***** DATASET ROWS

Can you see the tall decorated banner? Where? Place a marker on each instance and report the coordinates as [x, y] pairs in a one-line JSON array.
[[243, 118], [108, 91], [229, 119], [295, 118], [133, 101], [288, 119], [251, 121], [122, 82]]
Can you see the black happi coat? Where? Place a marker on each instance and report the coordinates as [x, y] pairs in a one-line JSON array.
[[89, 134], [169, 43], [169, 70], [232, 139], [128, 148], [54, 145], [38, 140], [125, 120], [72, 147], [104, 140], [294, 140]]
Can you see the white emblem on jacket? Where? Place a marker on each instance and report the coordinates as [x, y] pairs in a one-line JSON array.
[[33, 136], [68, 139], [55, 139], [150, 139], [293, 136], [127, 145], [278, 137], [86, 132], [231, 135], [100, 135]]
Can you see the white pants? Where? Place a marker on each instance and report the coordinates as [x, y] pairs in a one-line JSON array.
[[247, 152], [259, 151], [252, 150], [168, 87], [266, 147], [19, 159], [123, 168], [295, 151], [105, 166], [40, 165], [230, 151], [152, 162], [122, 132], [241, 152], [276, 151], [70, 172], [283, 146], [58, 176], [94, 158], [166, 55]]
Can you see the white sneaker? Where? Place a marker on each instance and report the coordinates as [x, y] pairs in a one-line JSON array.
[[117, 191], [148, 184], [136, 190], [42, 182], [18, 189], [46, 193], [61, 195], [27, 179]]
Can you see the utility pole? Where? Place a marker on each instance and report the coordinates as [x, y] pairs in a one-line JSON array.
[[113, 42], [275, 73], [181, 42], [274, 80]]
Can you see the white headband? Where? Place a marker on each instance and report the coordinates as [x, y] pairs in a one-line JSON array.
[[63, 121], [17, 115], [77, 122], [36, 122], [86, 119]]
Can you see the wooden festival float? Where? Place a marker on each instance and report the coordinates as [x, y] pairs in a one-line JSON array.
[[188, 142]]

**********

- [WHAT TO DO]: Each record must be repeated exactly as it is.

- [RESULT OF THIS EXERCISE]:
Can you see the tall decorated banner? Where? Place a marker on each instance and report the coordinates as [x, y] pairs in a one-line JSON array.
[[243, 118], [108, 91], [229, 119], [295, 118], [133, 101], [288, 119], [251, 121], [122, 82]]
Can you see the black happi coat? Where? Place a marker on each instance and report the coordinates as [x, y] pairs in a one-line JSON array.
[[89, 134], [169, 43], [169, 70], [232, 139], [128, 148], [54, 145], [38, 140], [125, 120], [72, 147], [104, 140], [294, 140]]
Can you see the white emblem on jacket? Where? Place a marker on each instance and report the coordinates as [x, y] pairs in a one-line JSON array.
[[33, 136], [68, 139], [55, 139], [150, 139], [293, 136], [127, 145], [278, 137], [86, 132], [231, 135], [100, 135]]
Can you see the white pants? Where? Place a marker on each instance and report the coordinates as [x, y] pairs in a one-line JSON array.
[[247, 152], [259, 151], [252, 150], [168, 87], [266, 147], [19, 159], [123, 168], [295, 151], [105, 166], [40, 165], [230, 151], [152, 162], [122, 132], [241, 152], [276, 151], [70, 172], [283, 146], [58, 176], [94, 158], [166, 55]]
Can you see the white sneaker? Where? Place a marker on each instance and report the coordinates as [x, y] pairs in a one-line JSON array.
[[117, 191], [148, 184], [136, 190], [42, 182], [18, 189], [46, 193], [61, 195], [27, 179]]
Can you see the utility pole? Where? Place a marker on each instance and report the coordinates as [x, y] pairs in a one-line JSON array.
[[113, 42], [275, 73], [181, 42], [274, 80]]
Can you see the white headband? Where? Place a marker on each instance and report the coordinates as [x, y] pairs in a one-line JSON array.
[[63, 121], [17, 115], [77, 122], [36, 122], [86, 119]]
Can you see the wooden festival float? Where? Place a marker on each instance and report the coordinates as [x, y] pairs in a one-line JSON array.
[[188, 142]]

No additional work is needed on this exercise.